#### INSTRUCTIONS FOR THE TASK:
Decide whether each statement below agrees with the blog post that follows, answering yes or no and quoting the deciding words of the post. 1. The writer went on a 3-week Leave of Absence from work. 2. The writer gets out of the house more than anyone else in the family. 3. The writer's new work schedule is 11:00 AM to 4:00 PM.

Sunday, April 19, 2020

Quarantined with Mental Illness



Quarantined With Mental Illness

Coronavirus Self-Isolation Home Quarantine Free Stock Photo | picjumbo

          I think we're all going crazy in our own ways from this COVID-19 Quarantine. As an Ohioan, our Governor Mike Dewine is doing plenty to keep his constituents safe from harm. Who is keeping us safe from ourselves though?

          My family have been losing their minds, especially myself after going on a 3 week Leave of Absence from work in concern for my elderly parents. However I get out of the house least of everyone. It has begun to take a toll on my mental health.

          I have become extremely irritable and will snap out at family for little to no reason. There has been no one to really share my feelings with and bottling them up has done little good for me. I end up just exploding.

          I got into a fight with practically everyone in the house one day and wanted to self-harm as I have done in the past. I took a permanent marker and started drawing intricate designs on myself as pictured. I have been trying not to cut with sharp objects because of the incident last time I did that resulted in me needing stitches.

          I have also expressed an interest in reading just to escape all of the drama i'm enduring at home.  A lot of yelling, and drinking. Tons of favoritism that just won't go away no matter how often I try to express my feelings about it. I am invalidated and things continue as they were. I have decided to finish reading the books that I would finish reading the books that I had bookmarked and shelved away.

          Then a couple things happened that made me extremely happy. Not only did my boss call me to put me back in rotation on the schedule, but I also got to switch my shift from close to days which had me stressed because my parents kept nagging me to quit just because of my hours. I was working 8:00 PM - 1:00 AM or so. Now my schedule is 11:00 AM - 4:00 PM which is so much better that now I won't have to quit, That is the one place where I can be myself and feel like i'm actually liked minus a few little high school girls who like to whisper and giggle about me behind my back to each other.

          I don't know how much longer this will go on but I'm hopeful that at least I will survive it... hopefully!

#### MATERIAL SUPPLIED:
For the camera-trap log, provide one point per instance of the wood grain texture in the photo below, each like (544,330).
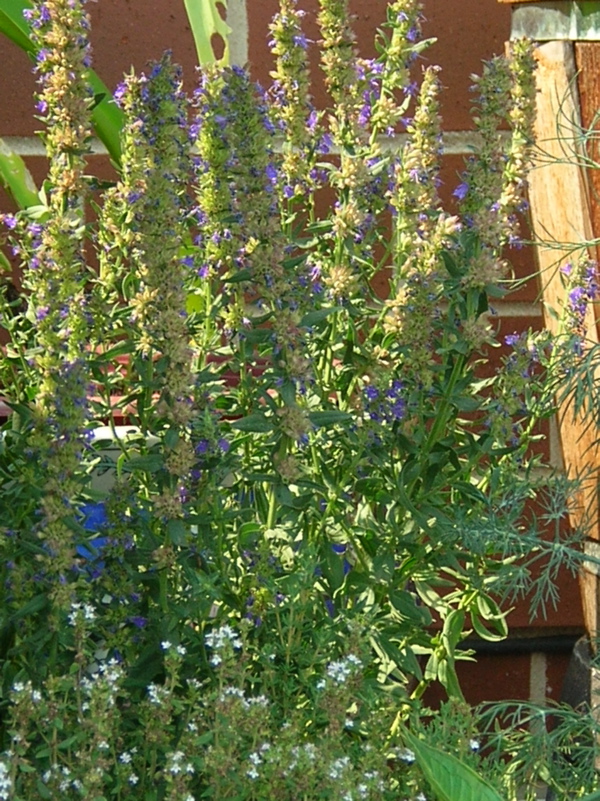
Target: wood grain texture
(561,222)
(587,60)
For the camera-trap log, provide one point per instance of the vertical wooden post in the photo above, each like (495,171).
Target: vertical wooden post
(561,221)
(563,214)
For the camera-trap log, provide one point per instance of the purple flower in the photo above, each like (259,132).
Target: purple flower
(138,621)
(461,191)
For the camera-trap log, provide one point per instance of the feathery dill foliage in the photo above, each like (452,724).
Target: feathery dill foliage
(304,460)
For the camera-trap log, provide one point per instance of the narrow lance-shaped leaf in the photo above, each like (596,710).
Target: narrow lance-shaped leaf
(107,117)
(206,22)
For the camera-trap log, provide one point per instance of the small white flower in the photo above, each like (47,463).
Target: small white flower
(406,755)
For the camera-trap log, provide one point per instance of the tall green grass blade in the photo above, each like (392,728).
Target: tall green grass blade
(107,117)
(12,22)
(206,22)
(449,778)
(16,178)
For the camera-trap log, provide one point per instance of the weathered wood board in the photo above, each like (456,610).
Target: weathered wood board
(562,223)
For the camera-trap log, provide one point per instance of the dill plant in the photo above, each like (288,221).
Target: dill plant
(311,473)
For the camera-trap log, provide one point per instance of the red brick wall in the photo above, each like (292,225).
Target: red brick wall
(128,33)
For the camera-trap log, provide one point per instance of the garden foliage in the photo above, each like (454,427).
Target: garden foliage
(311,493)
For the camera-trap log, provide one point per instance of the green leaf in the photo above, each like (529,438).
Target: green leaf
(16,178)
(257,423)
(107,117)
(149,464)
(206,22)
(450,779)
(177,532)
(485,633)
(329,418)
(313,318)
(13,24)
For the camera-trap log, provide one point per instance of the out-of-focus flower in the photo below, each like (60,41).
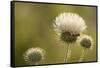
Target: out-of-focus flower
(86,41)
(34,55)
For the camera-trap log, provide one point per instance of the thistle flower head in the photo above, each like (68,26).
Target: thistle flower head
(69,25)
(86,41)
(34,55)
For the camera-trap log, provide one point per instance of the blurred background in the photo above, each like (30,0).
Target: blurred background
(34,28)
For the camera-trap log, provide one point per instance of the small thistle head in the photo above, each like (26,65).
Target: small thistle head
(86,41)
(68,37)
(34,55)
(69,26)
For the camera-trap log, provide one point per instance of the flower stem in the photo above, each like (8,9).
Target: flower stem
(82,55)
(68,52)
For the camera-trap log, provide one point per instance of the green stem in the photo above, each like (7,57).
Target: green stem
(82,55)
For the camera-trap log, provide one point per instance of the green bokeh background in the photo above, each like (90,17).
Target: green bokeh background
(34,28)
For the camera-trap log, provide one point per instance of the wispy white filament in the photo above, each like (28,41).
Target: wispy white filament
(69,22)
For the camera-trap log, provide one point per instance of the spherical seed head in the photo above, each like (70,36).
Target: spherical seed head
(69,26)
(34,55)
(86,41)
(69,22)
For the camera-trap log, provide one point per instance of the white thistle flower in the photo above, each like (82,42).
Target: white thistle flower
(69,26)
(86,41)
(70,22)
(34,55)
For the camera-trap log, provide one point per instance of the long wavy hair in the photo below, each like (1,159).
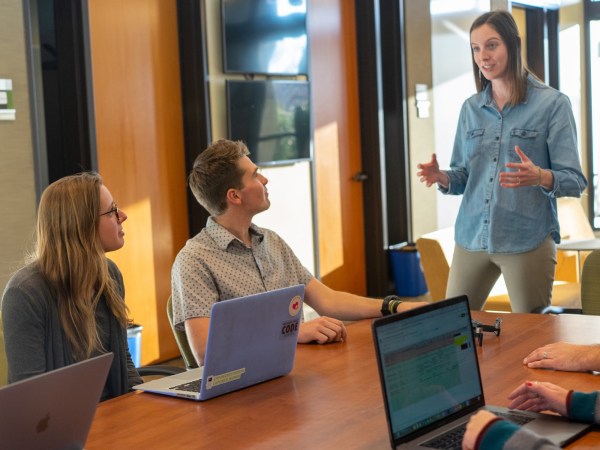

#### RESPONSE:
1. Yes: "going on a 3 week Leave of Absence from work"
2. No: "However I get out of the house least of everyone."
3. Yes: "Now my schedule is 11:00 AM - 4:00 PM"